Jenny Holzer: Word Perfect
This American artist has been crafting her alphabetic art for 40 years. With seven recent solo exhibitions and unveilings, plus more to come, she could not be more relevant
Before there was Twitter, there was Jenny Holzer. Her text-based art, equal parts sardonic observation and angry political commentary, punches you in the mouth with a wry smile. And now, at the ripe age of 67, she’s having a moment – or, better, she’s prolonging her moment.
Holzer’s enigmatic work has been everywhere. In the late 1970s in New York City, she found her voice by anonymously posting cryptic aphorisms across Manhattan streets. Electronic text soon became her medium of choice, as in the deadpan Times Square billboard of 1982 that displayed the illuminated maxim, PROTECT ME FROM WHAT I WANT.
Nearly all of Holzer’s work has this same plaintive, provocative tone. Like social media at its best, it is quick to grasp but reverberates more deeply. And Holzer achieves what social media cannot: perfect placement. It is hard to be more apt than her slogan painted on the side of the 1999 BMW V12 LMR concept car, the first and only BMW to win the 24 Hours of Le Mans race: THE UNATTAINABLE IS INVARIABLY ATTRACTIVE.
Recently, Holzer exhibited in New York, Berlin and Zurich, and last summer she worked with designer-du-jour Virgil Abloh on the catwalk show for his brand Off-White at the Pitti Palace in Florence, a city she also worked in 20 years ago with the fashion bad boy of the previous generation, Helmut Lang.
She also unveiled two major works, at the new US Embassy in London and at the new Louvre Abu Dhabi, both permanent, site-specific engravings in the walls.

> [GIVEN ENTRIES]

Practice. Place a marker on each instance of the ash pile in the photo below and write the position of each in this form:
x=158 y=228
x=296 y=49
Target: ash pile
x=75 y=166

> [GOALS]
1 - Answer these from the Jenny Holzer article:
(a) What maxim appeared on the Times Square billboard of 1982?
(b) Which designer did Holzer work with on the Off-White catwalk show at the Pitti Palace?
(c) At which two sites did she unveil her permanent engravings?
2 - Return everything in the Jenny Holzer article from "Recently, Holzer exhibited" down to "generation, Helmut Lang.", copied word for word.

> [ANSWERS TO EACH TASK]
1 -
(a) PROTECT ME FROM WHAT I WANT
(b) Virgil Abloh
(c) The new US Embassy in London and the new Louvre Abu Dhabi

2 -
Recently, Holzer exhibited in New York, Berlin and Zurich, and last summer she worked with designer-du-jour Virgil Abloh on the catwalk show for his brand Off-White at the Pitti Palace in Florence, a city she also worked in 20 years ago with the fashion bad boy of the previous generation, Helmut Lang.